__THE REQUEST__
Every record should be written out exactly, please.

[Some records]
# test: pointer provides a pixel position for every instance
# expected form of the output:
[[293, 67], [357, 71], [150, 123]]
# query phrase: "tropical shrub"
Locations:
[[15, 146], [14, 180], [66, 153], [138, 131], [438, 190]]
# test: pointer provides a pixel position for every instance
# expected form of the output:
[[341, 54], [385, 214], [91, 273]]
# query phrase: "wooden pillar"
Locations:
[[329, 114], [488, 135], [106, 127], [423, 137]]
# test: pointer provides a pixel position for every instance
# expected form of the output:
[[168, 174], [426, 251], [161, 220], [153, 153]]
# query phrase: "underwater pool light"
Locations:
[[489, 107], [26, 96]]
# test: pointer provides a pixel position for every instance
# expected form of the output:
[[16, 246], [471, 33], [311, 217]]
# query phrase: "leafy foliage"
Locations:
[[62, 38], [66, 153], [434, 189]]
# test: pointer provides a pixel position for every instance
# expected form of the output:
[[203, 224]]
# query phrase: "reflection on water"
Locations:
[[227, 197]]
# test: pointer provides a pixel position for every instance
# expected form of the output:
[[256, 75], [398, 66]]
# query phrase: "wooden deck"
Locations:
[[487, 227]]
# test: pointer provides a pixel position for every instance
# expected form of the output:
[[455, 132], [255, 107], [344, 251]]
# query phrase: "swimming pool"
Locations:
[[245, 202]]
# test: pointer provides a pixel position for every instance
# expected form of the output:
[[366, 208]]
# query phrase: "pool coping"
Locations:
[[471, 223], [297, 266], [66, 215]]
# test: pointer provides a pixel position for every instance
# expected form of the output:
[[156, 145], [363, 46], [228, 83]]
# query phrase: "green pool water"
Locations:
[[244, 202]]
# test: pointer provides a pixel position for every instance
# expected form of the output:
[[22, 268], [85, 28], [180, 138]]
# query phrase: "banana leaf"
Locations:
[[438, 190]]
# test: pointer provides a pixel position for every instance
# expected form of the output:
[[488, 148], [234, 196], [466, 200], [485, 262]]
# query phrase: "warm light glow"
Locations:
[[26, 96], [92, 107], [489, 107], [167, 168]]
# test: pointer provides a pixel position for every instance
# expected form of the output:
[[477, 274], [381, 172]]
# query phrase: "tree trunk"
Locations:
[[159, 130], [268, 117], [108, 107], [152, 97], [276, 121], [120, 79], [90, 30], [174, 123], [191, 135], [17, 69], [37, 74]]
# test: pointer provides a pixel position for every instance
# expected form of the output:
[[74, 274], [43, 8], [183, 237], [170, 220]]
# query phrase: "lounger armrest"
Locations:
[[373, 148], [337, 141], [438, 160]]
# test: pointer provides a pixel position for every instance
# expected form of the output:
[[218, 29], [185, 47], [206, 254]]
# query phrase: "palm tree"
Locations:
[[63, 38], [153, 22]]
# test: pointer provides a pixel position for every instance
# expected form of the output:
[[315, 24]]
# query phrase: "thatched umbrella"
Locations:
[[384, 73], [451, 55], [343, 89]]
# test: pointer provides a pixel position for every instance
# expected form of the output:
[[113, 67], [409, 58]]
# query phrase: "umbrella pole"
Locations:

__ANSWER FOR THIS EXERCISE__
# test: pointer provides a pixel position for every instance
# expected form of the output:
[[293, 67], [357, 71], [150, 123]]
# query phrase: "tropical shrub"
Locations:
[[15, 146], [14, 180], [66, 153], [138, 131], [438, 190]]
# test: pointer provides a pixel position for every instance
# expected form of the output:
[[341, 54], [385, 214], [91, 273]]
# query phrase: "wooden pillar"
Locations:
[[329, 114], [488, 135], [106, 127], [423, 137]]
# test: pointer provides a pixel position for every instance
# expected form of the output:
[[168, 174], [426, 251], [161, 220], [153, 153]]
# query phrase: "underwater pool light"
Locations:
[[489, 107], [26, 96]]
# test: pointer provides a pixel position for every instance
# expected form of the output:
[[16, 246], [471, 33], [311, 217]]
# query phrase: "leafy foliage"
Locations:
[[62, 38], [66, 153], [434, 189]]
# test: pointer provides a pixel position for every instance
# expected form of the output:
[[203, 224]]
# query phrase: "reflection on water"
Locations:
[[227, 197]]
# test: pointer provides a pixel position for every instance
# expected form of the output:
[[256, 75], [398, 66]]
# query phrase: "wooden deck"
Locations:
[[487, 227]]
# test: pointer provides a pixel position for every instance
# expected form of the output:
[[455, 132], [255, 107], [344, 251]]
# query phrase: "swimming pool"
Locations:
[[245, 202]]
# test: pointer provides a pixel position for every instance
# expected form of the output:
[[366, 208]]
# query phrase: "pool coping"
Locations:
[[471, 223], [297, 266], [66, 215]]
# test: pointer provides a pixel position for every instance
# expected form of the output:
[[156, 145], [363, 46], [228, 83]]
# query phrase: "green pool water"
Locations:
[[244, 202]]
# test: pointer provides a pixel position for every instance
# expected form of the output:
[[22, 268], [85, 28], [180, 138]]
# query phrase: "banana leaf"
Locations:
[[438, 190]]
# test: pointer provides a pixel position for every instance
# expected form of the output:
[[488, 148], [234, 196], [466, 200], [485, 262]]
# query phrase: "warm light glow"
Locations:
[[26, 96], [92, 107], [489, 107], [167, 168]]
# test: pointer provides a pixel position for every instance
# expected form of the output:
[[477, 274], [381, 172]]
# query phrase: "tree trunk"
Locations:
[[159, 130], [268, 117], [108, 107], [152, 97], [276, 121], [120, 79], [90, 30], [174, 123], [191, 135], [17, 69], [37, 74]]
# test: pointer provides a pixel position for every instance
# expected form of the output:
[[74, 274], [43, 8], [183, 237], [170, 220]]
# query phrase: "lounger armrest"
Locations:
[[373, 148], [337, 141], [438, 160]]
# test: pointer provides a pixel position for every instance
# expected form of the output:
[[218, 29], [185, 47], [206, 254]]
# query phrase: "palm tree"
Locations:
[[63, 38], [153, 22]]
# test: pointer provides a pixel position for every instance
# expected form of the output:
[[315, 24]]
# query phrase: "thatched umbrella"
Locations:
[[384, 73], [451, 55], [343, 89]]
# test: pointer provides a pixel position for every instance
# expected form of the output:
[[113, 67], [409, 58]]
# query phrase: "umbrella pole"
Locations:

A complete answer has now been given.